• ABOUT THIS TASK
Search the entries below for "volvo". Report each line where it occurs.

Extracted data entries
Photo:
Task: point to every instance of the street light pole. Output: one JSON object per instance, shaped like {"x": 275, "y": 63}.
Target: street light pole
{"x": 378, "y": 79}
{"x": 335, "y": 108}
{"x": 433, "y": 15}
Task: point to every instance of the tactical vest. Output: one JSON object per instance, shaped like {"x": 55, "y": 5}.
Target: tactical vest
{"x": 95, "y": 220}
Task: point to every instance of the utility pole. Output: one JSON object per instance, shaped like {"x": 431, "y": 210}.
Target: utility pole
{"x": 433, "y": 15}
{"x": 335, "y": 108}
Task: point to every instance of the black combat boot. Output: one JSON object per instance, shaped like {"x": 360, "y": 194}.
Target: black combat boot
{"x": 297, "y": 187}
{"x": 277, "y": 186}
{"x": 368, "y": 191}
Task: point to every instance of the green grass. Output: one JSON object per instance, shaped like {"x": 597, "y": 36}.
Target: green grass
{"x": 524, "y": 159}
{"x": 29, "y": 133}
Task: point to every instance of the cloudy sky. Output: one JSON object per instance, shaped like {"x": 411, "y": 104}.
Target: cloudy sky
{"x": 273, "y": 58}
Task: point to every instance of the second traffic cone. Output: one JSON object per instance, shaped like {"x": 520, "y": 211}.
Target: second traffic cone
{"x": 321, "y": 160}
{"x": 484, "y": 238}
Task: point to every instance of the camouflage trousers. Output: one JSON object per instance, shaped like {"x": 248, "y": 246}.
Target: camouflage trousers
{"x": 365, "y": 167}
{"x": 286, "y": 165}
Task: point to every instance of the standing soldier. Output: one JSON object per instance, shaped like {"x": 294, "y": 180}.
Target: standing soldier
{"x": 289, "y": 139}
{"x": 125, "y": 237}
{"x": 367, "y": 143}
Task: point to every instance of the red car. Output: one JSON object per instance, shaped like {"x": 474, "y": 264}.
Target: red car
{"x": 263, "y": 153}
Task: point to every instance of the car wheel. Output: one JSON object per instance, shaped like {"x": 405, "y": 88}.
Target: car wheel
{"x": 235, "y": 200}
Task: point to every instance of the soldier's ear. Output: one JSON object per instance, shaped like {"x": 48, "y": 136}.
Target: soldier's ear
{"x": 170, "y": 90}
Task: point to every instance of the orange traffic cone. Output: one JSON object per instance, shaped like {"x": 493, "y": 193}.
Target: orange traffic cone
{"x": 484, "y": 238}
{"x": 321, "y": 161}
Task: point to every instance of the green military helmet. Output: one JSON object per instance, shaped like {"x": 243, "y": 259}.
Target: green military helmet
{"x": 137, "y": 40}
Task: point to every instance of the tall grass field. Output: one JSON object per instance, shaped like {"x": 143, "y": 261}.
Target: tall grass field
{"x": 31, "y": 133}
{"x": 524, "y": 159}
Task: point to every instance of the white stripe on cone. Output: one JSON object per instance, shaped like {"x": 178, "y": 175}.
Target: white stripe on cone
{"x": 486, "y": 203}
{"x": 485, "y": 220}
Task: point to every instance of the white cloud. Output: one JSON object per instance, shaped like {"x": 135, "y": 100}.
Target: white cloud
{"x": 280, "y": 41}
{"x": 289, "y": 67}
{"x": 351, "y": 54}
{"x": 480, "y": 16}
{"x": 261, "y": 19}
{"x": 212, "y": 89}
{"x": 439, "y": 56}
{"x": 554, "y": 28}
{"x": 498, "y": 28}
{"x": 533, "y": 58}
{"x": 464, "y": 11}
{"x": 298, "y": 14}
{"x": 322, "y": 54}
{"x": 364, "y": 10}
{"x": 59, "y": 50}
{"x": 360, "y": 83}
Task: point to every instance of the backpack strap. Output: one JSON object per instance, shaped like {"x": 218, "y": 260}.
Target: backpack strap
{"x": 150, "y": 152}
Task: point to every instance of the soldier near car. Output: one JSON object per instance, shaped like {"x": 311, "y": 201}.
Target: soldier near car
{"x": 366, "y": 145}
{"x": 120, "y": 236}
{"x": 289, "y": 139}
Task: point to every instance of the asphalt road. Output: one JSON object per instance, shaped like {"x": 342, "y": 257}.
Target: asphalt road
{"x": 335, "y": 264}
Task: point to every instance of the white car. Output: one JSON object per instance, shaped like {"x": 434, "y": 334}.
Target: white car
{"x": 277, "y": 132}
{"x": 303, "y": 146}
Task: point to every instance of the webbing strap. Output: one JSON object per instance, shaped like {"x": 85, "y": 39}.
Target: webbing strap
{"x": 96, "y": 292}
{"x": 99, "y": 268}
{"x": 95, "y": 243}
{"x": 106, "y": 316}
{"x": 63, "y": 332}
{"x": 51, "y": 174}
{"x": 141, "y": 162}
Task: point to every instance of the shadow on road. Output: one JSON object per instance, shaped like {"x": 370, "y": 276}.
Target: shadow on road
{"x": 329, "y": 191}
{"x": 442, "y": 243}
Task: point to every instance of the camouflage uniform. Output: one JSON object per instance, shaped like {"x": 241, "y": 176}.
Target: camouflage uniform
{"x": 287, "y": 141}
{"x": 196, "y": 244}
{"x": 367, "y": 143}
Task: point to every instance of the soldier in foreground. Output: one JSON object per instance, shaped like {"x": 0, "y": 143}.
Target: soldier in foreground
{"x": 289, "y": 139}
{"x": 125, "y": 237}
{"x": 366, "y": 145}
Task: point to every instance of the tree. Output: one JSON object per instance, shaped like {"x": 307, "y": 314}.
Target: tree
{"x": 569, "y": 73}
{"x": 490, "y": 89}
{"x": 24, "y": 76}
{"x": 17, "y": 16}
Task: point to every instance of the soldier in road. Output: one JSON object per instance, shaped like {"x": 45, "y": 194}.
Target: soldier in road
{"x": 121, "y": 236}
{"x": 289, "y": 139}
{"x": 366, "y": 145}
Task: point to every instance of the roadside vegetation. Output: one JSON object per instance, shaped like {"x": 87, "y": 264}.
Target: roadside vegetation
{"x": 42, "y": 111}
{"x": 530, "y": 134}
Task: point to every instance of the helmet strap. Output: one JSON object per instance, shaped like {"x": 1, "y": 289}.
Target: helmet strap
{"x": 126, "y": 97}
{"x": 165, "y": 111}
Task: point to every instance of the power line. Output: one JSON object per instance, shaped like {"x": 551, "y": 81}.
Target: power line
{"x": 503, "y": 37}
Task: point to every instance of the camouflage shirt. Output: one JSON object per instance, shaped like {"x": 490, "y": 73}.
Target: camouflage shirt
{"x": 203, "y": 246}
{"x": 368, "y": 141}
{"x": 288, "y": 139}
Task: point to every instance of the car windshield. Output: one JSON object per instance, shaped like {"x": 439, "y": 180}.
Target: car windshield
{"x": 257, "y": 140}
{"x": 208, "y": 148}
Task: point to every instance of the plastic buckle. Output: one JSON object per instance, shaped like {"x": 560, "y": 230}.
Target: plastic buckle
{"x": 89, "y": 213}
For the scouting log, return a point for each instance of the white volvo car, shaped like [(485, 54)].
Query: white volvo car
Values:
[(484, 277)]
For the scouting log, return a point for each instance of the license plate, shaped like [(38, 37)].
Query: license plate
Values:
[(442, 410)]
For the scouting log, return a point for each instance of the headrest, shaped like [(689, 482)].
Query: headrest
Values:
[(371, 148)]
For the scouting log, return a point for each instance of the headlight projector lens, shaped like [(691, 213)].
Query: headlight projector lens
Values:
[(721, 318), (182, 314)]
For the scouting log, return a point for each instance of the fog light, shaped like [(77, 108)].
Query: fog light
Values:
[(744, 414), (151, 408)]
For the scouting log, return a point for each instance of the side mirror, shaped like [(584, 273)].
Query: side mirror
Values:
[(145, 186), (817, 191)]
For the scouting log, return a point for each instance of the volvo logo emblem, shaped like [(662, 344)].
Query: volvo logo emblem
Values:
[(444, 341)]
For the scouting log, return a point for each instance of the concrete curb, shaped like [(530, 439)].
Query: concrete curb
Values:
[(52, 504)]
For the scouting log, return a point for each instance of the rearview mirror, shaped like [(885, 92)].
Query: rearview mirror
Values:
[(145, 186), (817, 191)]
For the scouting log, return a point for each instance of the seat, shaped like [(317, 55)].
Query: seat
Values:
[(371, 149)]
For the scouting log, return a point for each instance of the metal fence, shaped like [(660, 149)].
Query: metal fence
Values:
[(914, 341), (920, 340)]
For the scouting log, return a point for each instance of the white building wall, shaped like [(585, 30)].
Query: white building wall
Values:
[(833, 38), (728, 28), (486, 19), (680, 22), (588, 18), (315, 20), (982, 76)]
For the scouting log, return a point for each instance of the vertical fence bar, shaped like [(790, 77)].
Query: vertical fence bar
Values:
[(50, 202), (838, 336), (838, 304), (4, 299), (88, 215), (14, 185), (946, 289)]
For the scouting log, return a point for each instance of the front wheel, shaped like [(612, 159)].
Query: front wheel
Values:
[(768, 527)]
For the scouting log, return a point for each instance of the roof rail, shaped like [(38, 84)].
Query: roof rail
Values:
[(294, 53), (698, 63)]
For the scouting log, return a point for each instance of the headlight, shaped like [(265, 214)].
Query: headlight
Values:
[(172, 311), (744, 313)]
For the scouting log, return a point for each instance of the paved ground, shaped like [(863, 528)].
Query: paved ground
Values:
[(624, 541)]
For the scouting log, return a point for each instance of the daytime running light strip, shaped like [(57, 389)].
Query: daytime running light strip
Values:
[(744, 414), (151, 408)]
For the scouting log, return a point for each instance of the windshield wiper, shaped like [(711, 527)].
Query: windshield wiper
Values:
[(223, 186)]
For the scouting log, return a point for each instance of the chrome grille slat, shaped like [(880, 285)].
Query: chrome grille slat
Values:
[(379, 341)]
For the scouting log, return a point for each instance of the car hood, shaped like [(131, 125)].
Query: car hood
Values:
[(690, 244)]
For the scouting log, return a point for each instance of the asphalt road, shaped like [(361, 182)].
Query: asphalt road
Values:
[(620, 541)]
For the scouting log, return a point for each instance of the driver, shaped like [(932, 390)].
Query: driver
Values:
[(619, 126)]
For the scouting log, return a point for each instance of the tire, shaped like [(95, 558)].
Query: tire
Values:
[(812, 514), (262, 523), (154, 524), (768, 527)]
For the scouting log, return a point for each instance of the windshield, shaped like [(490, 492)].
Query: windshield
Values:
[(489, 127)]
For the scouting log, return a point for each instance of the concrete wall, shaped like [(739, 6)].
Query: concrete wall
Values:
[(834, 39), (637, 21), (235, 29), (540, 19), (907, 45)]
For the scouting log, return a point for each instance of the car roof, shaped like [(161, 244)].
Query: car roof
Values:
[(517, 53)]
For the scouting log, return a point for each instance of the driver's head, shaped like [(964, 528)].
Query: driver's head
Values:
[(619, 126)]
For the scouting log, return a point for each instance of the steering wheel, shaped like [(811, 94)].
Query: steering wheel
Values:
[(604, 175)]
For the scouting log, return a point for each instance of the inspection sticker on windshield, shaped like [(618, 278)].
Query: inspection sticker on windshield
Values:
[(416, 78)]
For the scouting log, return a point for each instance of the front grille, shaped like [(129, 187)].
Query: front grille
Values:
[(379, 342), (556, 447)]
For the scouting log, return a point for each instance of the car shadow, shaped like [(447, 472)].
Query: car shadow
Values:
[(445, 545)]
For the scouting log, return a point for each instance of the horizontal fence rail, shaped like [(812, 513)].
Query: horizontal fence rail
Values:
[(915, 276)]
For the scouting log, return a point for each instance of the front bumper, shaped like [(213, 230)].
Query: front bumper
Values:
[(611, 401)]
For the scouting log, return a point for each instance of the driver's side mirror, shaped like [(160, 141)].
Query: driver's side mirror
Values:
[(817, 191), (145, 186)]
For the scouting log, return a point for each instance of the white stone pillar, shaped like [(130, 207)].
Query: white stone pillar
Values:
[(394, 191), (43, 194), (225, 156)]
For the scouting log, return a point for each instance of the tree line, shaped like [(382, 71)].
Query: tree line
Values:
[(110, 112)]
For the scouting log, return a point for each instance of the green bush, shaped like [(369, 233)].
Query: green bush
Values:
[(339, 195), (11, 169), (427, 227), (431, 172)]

• EXPECTED ANSWER
For the scouting log, return a point for each instance of the white volvo car, shaped like [(485, 54)].
Query: white volvo car
For the scouting log, return a point for each instance of the volvo logo emblem, shaped like [(662, 344)].
Query: volvo logo emblem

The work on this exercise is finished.